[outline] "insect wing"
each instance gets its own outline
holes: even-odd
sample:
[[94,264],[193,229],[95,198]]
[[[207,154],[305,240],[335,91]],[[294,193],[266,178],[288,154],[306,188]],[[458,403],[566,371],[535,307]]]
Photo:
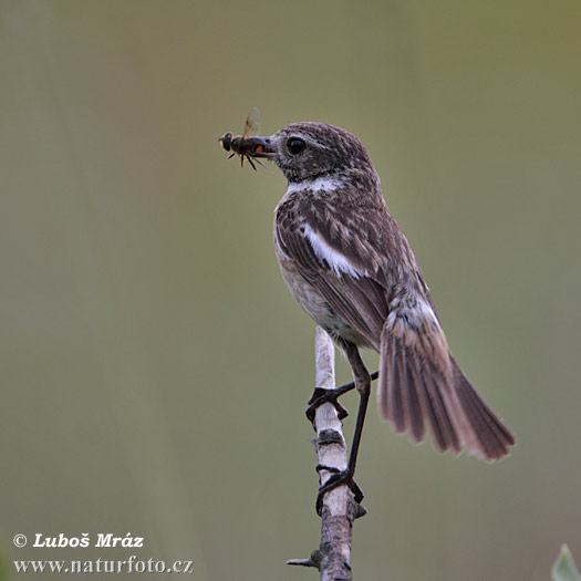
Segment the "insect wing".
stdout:
[[246,117],[245,131],[242,137],[253,137],[255,135],[260,134],[260,111],[255,107]]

□ □ □ □

▶ **TO BE DONE**: Rewrite the lines above as a numbered list, skipping any blank lines and leaving out the picture.

▶ **REPLY TO THE TASK**:
1. [outline] "insect wing"
2. each instance gets its own outline
3. holes: even-odd
4. sample:
5. [[94,264],[193,229],[95,198]]
6. [[[207,154],[305,240],[335,91]],[[294,193],[266,178],[288,154],[306,188]],[[458,403],[566,371],[535,307]]]
7. Photo:
8. Segment the "insect wing".
9. stdout:
10. [[246,117],[245,131],[242,137],[253,137],[255,135],[260,134],[260,111],[255,107]]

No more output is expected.